(Beginning of Page extract)
I wanted to apologize for the absolutely horrible and harmful behaviors I exhibited in my discord both recently and in the past. I am now aware how saying these kind of words can effect people and I am learning to reform the way I speak to and about others; so I can prevent any potential harm from now on. None of the things I said should have been memed or joked about because of the weight that this harmful rhetoric carries.
I will no longer be saying or allowing any of this negativity or toxicity in any parts of my life from now on.
I never thought these words I was carelessly and nonchalantly saying would cause actual harm to anyone, because that is the last thing I would want to cause. In my mind, I was using dark humor and other harmful words as a way to be edgy but I now realize how ignorant that was.
Ignorance is not any sort of excuse to justify my behaviors, my words, and my actions. This is why I will be avidly seeking education, changing my vocabulary and my community entirely.
I know that this situation was brought up entirely out of nowhere, and to be honest it blindsided me because I didn't understand the weight of my actions. However, I am truly grateful for this lifechanging experience because it has caused me to open my eyes to the reality of my harmful words and behavior. I understand that what I did was incredibly wrong.
I truly do care for people, and I genuinely am sorry if I ever hurt anyone by my words. I want people to simply exist in peace without feeling unaccepted, misunderstood, or that they aren't loved. I hope that this change in myself and my community will help these goals to be reached.
(End of Page extract)
List each feeling that, according to the apology, the writer wants people to exist without.
(Beginning of Given information)
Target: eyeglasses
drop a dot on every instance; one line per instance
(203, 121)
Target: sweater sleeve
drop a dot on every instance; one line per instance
(End of Given information)
— Result for this task —
- Unaccepted
- Misunderstood
- That they aren't loved